**Document segment:**
------
Monday, June 10, 2019

How Much Do You Know About CPR and AEDs?

On Dec. 13, 2007, Congress unanimously passed a resolution to create National Cardiopulmonary (CPR) and Automated External Defibrillator (AED) Awareness Week. This observance occurs the first week of June each year to increase public knowledge of the use of CPR and AEDs.   

Working with health advocates across the nation, the American Heart Association (AHA) has made significant strides strengthening the Chain of Survival: 

  • Idaho, Louisiana, Maryland and Oregon all have successfully enacted legislation that eased liability concerns for businesses and organizations that place AEDs in their facilities. 
  • Iowa and Wisconsin now require that high school students be offered hands-on CPR training. 

Sudden cardiac arrest (SCA) is a leading cause of death in the United States, accounting for an estimated 295,000 occurrences of out-of-hospital SCA per year, with only an 8 percent survival rate. It can be successfully treated in many victims by a time electrical shock using an AED, but time is critical. Using AEDs helps save lives because they can help restore normal heart rhythm before emergency personnel arrive. Communities with comprehensive AED programs have achieved survival rates of 40 percent or higher.
------
[Natural-language object grounding data]
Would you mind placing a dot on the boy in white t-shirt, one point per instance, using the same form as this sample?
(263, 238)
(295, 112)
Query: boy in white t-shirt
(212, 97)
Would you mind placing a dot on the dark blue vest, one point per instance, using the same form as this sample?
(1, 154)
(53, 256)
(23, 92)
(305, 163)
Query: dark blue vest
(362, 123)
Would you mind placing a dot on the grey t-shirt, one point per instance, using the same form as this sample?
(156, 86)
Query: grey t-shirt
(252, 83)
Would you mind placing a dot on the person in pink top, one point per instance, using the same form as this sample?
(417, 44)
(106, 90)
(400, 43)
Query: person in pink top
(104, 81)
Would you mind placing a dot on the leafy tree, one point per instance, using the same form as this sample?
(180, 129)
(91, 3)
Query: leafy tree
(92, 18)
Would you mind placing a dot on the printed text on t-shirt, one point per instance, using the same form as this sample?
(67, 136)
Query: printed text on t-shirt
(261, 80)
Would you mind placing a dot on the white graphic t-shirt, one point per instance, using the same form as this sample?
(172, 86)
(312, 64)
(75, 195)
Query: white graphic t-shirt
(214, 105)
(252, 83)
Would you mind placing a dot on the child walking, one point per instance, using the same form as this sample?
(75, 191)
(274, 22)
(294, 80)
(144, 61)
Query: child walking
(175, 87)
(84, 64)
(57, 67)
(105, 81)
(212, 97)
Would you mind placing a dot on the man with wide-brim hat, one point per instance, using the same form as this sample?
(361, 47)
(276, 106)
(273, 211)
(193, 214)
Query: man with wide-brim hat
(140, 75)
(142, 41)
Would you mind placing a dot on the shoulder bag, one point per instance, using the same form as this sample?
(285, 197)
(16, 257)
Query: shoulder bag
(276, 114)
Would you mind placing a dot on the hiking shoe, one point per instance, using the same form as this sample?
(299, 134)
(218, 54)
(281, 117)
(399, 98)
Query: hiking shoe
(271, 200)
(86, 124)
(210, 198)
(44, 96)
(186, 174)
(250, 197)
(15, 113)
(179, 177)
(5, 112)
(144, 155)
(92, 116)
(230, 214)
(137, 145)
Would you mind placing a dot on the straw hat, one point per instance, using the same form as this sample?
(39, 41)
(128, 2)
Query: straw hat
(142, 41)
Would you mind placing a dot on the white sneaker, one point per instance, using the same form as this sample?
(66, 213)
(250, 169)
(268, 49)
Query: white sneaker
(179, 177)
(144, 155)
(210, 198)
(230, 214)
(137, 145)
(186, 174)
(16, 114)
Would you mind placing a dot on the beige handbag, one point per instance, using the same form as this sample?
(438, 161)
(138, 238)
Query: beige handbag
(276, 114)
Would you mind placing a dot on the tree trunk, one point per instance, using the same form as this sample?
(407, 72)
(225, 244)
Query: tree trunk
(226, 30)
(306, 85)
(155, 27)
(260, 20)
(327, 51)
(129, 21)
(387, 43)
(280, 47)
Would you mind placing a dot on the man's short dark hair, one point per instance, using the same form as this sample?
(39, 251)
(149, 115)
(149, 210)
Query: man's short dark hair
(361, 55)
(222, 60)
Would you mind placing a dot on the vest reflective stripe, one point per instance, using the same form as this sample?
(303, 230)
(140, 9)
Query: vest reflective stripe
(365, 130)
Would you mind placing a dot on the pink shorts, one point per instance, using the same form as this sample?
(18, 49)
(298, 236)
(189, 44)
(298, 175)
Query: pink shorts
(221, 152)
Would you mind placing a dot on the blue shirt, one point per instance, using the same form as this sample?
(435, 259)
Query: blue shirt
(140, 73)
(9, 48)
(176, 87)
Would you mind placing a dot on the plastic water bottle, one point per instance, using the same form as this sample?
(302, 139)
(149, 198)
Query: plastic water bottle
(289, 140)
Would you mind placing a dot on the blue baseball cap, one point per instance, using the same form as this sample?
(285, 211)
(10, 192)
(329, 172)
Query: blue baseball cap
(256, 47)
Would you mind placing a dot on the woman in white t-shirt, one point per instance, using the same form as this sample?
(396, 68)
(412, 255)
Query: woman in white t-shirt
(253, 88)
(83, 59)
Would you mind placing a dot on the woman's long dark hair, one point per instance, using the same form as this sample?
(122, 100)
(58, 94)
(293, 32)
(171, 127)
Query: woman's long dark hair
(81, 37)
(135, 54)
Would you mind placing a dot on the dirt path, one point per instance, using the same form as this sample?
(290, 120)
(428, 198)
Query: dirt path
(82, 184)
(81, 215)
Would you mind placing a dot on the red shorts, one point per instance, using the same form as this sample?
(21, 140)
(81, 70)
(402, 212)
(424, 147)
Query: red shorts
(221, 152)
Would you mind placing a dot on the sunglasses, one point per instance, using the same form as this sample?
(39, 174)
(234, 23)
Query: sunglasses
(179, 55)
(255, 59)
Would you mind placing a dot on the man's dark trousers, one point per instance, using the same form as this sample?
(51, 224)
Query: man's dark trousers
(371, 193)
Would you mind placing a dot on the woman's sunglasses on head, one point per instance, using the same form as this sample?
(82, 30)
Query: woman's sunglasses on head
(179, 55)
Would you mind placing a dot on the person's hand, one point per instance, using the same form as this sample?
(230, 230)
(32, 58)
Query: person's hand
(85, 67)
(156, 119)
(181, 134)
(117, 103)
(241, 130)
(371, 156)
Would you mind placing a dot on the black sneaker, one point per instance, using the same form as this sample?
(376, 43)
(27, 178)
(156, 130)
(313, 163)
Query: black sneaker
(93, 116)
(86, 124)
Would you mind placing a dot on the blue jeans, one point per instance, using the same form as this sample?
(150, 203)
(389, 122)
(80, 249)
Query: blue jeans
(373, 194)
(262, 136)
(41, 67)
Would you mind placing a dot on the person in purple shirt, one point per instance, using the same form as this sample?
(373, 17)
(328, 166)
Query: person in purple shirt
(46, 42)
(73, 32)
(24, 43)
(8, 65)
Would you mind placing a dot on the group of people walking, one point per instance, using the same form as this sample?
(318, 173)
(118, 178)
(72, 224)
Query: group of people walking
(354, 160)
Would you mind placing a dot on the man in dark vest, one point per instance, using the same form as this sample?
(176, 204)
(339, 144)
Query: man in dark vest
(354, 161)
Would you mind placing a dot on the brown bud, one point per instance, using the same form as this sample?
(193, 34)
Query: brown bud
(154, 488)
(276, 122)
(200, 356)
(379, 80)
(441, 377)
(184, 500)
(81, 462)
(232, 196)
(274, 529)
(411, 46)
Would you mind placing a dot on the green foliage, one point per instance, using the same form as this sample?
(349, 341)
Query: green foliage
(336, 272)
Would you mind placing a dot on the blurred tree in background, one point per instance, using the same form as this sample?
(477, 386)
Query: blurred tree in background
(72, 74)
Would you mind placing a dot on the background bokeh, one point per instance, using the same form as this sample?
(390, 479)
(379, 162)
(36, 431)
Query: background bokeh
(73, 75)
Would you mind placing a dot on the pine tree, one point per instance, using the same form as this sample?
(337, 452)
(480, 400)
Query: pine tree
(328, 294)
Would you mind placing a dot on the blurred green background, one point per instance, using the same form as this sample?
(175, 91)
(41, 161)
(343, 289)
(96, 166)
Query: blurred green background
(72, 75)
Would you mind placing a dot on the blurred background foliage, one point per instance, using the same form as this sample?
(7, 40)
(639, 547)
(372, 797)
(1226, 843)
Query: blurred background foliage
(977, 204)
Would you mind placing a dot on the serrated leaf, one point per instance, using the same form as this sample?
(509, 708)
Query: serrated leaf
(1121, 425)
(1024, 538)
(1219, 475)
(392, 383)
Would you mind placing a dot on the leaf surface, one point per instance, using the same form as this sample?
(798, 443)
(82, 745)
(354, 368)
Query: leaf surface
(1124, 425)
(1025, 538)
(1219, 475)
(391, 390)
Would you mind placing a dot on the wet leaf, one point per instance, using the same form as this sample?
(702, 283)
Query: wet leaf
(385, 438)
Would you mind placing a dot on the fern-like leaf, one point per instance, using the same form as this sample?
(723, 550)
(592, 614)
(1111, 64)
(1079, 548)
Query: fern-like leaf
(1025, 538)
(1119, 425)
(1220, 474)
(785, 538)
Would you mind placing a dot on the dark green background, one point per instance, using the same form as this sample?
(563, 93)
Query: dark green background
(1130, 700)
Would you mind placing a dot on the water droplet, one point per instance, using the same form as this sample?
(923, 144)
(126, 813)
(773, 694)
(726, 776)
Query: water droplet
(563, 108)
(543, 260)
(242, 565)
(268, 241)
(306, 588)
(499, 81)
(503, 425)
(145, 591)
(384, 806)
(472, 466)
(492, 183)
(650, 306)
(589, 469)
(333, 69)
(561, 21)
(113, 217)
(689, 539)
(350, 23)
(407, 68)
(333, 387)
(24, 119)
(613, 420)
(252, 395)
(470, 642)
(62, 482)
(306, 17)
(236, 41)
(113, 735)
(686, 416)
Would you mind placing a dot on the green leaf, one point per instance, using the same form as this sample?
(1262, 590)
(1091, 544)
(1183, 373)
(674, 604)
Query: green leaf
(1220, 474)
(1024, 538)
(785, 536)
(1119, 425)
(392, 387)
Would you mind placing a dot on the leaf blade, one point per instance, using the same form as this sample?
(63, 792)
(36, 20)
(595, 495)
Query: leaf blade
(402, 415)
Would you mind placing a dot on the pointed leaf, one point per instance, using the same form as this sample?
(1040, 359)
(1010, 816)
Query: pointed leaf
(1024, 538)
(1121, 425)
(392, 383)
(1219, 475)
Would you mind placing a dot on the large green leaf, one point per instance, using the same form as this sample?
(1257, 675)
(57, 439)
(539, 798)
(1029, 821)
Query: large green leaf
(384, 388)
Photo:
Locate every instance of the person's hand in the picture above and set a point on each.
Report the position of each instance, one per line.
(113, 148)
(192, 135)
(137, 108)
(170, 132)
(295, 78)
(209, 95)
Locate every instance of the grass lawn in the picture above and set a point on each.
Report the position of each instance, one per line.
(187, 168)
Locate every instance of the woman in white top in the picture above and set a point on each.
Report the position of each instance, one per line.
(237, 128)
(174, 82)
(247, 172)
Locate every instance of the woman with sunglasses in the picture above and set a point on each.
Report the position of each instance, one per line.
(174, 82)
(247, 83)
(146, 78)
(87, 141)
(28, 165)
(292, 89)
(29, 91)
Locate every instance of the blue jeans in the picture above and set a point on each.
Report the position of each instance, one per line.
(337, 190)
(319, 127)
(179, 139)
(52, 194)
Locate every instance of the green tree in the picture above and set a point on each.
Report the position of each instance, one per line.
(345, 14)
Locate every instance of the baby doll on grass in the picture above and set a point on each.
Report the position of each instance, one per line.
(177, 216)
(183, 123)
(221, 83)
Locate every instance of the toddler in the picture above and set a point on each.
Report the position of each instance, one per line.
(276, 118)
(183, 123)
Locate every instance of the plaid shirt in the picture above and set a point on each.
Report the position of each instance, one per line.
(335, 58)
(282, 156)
------
**Assigned task A:** Write out the CPR and AED awareness post between "Monday, June 10, 2019" and "CPR and AEDs.", inclusive.
**Assigned task B:** In the CPR and AED awareness post, what survival rate have communities with comprehensive AED programs reached?
**Assigned task C:** Pick up the CPR and AED awareness post from its last sentence and keep writing.

**Response A:**
Monday, June 10, 2019

How Much Do You Know About CPR and AEDs?

On Dec. 13, 2007, Congress unanimously passed a resolution to create National Cardiopulmonary (CPR) and Automated External Defibrillator (AED) Awareness Week. This observance occurs the first week of June each year to increase public knowledge of the use of CPR and AEDs.

**Response B:** 40 percent or higher.

**Response C:**
It may not always be possible to have access to an AED. It is the American Heart Association's belief that everyone should know how to perform CPR in an emergency. Immediate, effective CPR could more than double a victim's chance of survival. Those administering CPR should push on the chest at a rate of at least 100 beats per minute. The AHA says, push to the beat of "Stayin' Alive," and you could save a life. 

Did you know about 70 percent of out-of-hospital cardiac arrests happen in homes? If you are called on to give CPR in an emergency, you will most likely be trying to save the life of someone you love. Be the difference for your parent, spouse, or child. What if it were them?